SET PROBLEM A:
Reproduce the part of the article on the 1912 Georgetown football team that begins with the words containing "- Head coach: Frank" and ends with "an All-Southern selection.", keeping every word and mark unchanged.

SELECTED EXTRACT:
▶
SAIAA champion
- Conference: South Atlantic Intercollegiate Athletic Association
- Record: 8–1 (5–0 SAIAA)
- Head coach: Frank Gargan (1st season);
- Captain: Jack Hegarty
- Home stadium: Georgetown Field

= 1912 Georgetown Blue and Gray football team =

American college football season

The 1912 Georgetown Blue and Gray football team represented Georgetown University during the 1912 college football season. Led by Frank Gargan in his first year as head coach, the team went 8–1 and won a South Atlantic Intercollegiate Athletic Association (SAIAA) championship.

Quarterback Harry Costello was an All-Southern selection.
◀
INFORMATION SHOWN:
▶
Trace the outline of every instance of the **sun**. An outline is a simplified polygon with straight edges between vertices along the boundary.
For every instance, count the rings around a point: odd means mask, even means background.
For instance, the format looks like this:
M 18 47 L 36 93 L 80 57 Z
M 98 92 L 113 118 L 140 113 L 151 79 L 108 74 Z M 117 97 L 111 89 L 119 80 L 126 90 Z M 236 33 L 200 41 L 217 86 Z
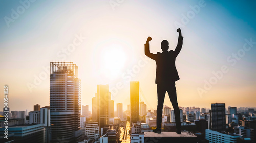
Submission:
◀
▶
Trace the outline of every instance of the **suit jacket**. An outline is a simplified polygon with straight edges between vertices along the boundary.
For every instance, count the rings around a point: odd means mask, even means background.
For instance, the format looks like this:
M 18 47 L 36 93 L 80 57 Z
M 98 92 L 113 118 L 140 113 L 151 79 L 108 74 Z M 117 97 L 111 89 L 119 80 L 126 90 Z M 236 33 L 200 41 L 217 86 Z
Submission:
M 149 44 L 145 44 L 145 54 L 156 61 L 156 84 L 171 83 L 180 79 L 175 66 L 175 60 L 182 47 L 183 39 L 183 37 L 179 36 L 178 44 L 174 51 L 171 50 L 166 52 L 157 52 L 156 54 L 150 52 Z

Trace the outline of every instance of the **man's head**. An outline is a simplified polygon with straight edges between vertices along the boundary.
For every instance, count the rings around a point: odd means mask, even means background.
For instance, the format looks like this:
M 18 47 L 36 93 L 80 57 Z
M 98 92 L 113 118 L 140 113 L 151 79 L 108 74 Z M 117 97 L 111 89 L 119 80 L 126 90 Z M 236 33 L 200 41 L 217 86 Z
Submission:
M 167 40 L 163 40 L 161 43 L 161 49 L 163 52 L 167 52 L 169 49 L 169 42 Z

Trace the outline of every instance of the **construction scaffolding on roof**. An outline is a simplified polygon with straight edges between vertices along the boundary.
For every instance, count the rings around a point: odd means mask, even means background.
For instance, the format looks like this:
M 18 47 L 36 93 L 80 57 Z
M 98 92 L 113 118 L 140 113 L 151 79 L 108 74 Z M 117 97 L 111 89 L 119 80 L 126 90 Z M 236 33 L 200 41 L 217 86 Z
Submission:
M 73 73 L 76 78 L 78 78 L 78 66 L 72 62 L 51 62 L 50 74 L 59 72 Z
◀
▶
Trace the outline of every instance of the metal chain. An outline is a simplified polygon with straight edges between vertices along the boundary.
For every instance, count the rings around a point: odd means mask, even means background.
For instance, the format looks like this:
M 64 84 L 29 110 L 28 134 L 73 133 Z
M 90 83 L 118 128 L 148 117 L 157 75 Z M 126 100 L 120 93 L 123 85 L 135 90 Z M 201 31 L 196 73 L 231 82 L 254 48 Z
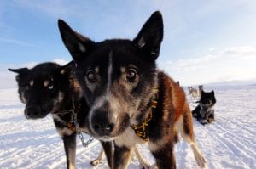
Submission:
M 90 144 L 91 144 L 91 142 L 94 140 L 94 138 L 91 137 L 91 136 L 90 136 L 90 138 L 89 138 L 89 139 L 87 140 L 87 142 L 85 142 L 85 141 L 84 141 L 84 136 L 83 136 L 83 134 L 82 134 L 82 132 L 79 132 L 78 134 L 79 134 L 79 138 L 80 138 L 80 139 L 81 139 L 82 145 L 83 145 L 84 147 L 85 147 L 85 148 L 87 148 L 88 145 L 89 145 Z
◀
SET PROBLEM B:
Pull out each line of the records that contains the string "vertices", matching case exactly.

TASK OUTPUT A:
- Head coach: Frank Gargan (1st season);
- Captain: Jack Hegarty
- Home stadium: Georgetown Field

= 1912 Georgetown Blue and Gray football team =

American college football season

The 1912 Georgetown Blue and Gray football team represented Georgetown University during the 1912 college football season. Led by Frank Gargan in his first year as head coach, the team went 8–1 and won a South Atlantic Intercollegiate Athletic Association (SAIAA) championship.

Quarterback Harry Costello was an All-Southern selection.

TASK OUTPUT B:
Trace the outline of every instance of the **sun**. An outline is a simplified polygon with straight edges between vertices along the boundary.
Trace the outline of every instance of the **suit jacket**. An outline is a simplified polygon with straight edges between vertices along the boundary.
Trace the outline of every instance of the **man's head**. An outline is a simplified polygon with straight edges between vertices along the boundary.
Trace the outline of every instance of the **construction scaffolding on roof**. An outline is a simplified polygon with straight edges between vertices along the boundary.
Trace the outline of every instance of the metal chain. An outline is a simplified polygon with straight edges between vertices along the boundary.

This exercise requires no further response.